THE REQUEST:
Convert every line of the records below into a JSON list of strings, one string per line. Leave out blank lines.

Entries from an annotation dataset
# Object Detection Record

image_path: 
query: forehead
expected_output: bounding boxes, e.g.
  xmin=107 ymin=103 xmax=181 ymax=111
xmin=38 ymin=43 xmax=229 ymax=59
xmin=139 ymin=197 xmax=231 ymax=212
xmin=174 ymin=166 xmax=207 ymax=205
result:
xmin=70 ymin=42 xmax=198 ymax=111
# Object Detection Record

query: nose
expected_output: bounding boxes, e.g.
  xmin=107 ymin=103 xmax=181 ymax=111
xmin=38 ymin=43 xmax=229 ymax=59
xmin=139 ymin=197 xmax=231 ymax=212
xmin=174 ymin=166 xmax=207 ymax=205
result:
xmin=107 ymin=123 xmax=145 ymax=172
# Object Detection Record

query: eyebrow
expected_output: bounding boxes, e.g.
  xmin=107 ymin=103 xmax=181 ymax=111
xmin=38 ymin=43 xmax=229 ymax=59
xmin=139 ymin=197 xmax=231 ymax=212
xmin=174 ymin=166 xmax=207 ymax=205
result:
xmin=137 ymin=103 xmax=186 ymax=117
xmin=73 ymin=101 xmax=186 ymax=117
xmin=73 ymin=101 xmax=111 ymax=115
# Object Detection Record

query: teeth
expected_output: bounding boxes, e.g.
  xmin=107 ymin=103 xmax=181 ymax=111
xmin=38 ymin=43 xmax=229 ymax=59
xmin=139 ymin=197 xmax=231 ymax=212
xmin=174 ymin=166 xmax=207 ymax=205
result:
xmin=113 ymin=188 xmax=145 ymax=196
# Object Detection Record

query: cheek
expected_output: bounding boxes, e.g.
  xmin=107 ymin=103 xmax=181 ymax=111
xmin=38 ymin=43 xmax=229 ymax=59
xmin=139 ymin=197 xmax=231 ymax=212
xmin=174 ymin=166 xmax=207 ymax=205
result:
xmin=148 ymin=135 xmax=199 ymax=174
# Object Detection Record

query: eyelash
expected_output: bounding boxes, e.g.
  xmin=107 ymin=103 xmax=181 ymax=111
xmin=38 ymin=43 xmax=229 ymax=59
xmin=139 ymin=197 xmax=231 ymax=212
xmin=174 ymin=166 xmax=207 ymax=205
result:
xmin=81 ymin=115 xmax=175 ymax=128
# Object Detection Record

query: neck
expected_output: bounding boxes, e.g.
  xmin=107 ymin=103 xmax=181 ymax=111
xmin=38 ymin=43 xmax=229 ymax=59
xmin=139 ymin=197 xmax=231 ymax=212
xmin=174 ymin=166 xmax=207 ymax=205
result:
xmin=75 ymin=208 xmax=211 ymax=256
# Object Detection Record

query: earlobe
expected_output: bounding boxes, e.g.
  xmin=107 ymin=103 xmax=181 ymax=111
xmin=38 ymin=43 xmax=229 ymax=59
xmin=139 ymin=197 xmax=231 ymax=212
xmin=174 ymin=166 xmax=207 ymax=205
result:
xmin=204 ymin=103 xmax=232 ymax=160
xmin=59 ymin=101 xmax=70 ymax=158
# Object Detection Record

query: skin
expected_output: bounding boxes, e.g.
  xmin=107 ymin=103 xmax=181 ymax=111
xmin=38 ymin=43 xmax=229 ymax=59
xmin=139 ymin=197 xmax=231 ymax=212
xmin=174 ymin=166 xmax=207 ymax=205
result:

WRITTEN REPLY:
[
  "# Object Detection Record",
  "image_path: ",
  "query: forehead",
  "expected_output: bounding boxes, e.g.",
  "  xmin=107 ymin=103 xmax=181 ymax=111",
  "xmin=38 ymin=43 xmax=229 ymax=59",
  "xmin=139 ymin=197 xmax=231 ymax=212",
  "xmin=174 ymin=166 xmax=207 ymax=205",
  "result:",
  "xmin=70 ymin=42 xmax=198 ymax=111",
  "# Object Detection Record",
  "query: nose",
  "expected_output: bounding boxes, e.g.",
  "  xmin=107 ymin=103 xmax=181 ymax=111",
  "xmin=38 ymin=43 xmax=229 ymax=59",
  "xmin=139 ymin=197 xmax=231 ymax=212",
  "xmin=174 ymin=166 xmax=207 ymax=205",
  "result:",
  "xmin=107 ymin=123 xmax=145 ymax=172",
  "# Object Detection Record",
  "query: eyebrow",
  "expected_output: bounding boxes, e.g.",
  "  xmin=107 ymin=103 xmax=181 ymax=111",
  "xmin=38 ymin=43 xmax=229 ymax=59",
  "xmin=139 ymin=197 xmax=231 ymax=212",
  "xmin=174 ymin=166 xmax=207 ymax=205",
  "result:",
  "xmin=137 ymin=103 xmax=186 ymax=117",
  "xmin=73 ymin=101 xmax=186 ymax=117",
  "xmin=73 ymin=101 xmax=111 ymax=115",
  "# Object Detection Record",
  "query: teeth",
  "expected_output: bounding boxes, e.g.",
  "  xmin=107 ymin=103 xmax=181 ymax=111",
  "xmin=38 ymin=43 xmax=229 ymax=59",
  "xmin=139 ymin=197 xmax=231 ymax=212",
  "xmin=174 ymin=166 xmax=207 ymax=205",
  "result:",
  "xmin=113 ymin=188 xmax=145 ymax=196",
  "# Object Detection Record",
  "query: cheek",
  "expected_output: bounding boxes, e.g.",
  "  xmin=107 ymin=103 xmax=181 ymax=111",
  "xmin=38 ymin=43 xmax=229 ymax=59",
  "xmin=139 ymin=197 xmax=231 ymax=212",
  "xmin=174 ymin=166 xmax=207 ymax=205",
  "result:",
  "xmin=148 ymin=135 xmax=199 ymax=174",
  "# Object Detection Record",
  "query: eyelash",
  "expected_output: bounding boxes, e.g.",
  "  xmin=107 ymin=103 xmax=181 ymax=111",
  "xmin=38 ymin=43 xmax=229 ymax=59",
  "xmin=139 ymin=197 xmax=231 ymax=212",
  "xmin=174 ymin=166 xmax=207 ymax=205",
  "result:",
  "xmin=81 ymin=115 xmax=175 ymax=128",
  "# Object Detection Record",
  "query: neck",
  "expected_output: bounding boxes, e.g.",
  "  xmin=107 ymin=103 xmax=181 ymax=111",
  "xmin=38 ymin=43 xmax=229 ymax=59",
  "xmin=139 ymin=197 xmax=231 ymax=212",
  "xmin=174 ymin=166 xmax=207 ymax=205",
  "result:",
  "xmin=75 ymin=208 xmax=211 ymax=256",
  "# Object Detection Record",
  "query: earlobe",
  "expected_output: bounding boxes, e.g.",
  "  xmin=107 ymin=103 xmax=181 ymax=111",
  "xmin=38 ymin=43 xmax=229 ymax=59",
  "xmin=139 ymin=197 xmax=231 ymax=212",
  "xmin=174 ymin=166 xmax=207 ymax=205",
  "result:",
  "xmin=204 ymin=103 xmax=232 ymax=160",
  "xmin=59 ymin=101 xmax=70 ymax=158",
  "# Object Detection Record",
  "query: skin",
  "expected_output: bounding boxes, e.g.",
  "  xmin=107 ymin=103 xmax=181 ymax=111",
  "xmin=38 ymin=43 xmax=229 ymax=59",
  "xmin=139 ymin=197 xmax=231 ymax=212",
  "xmin=174 ymin=166 xmax=207 ymax=205",
  "result:"
]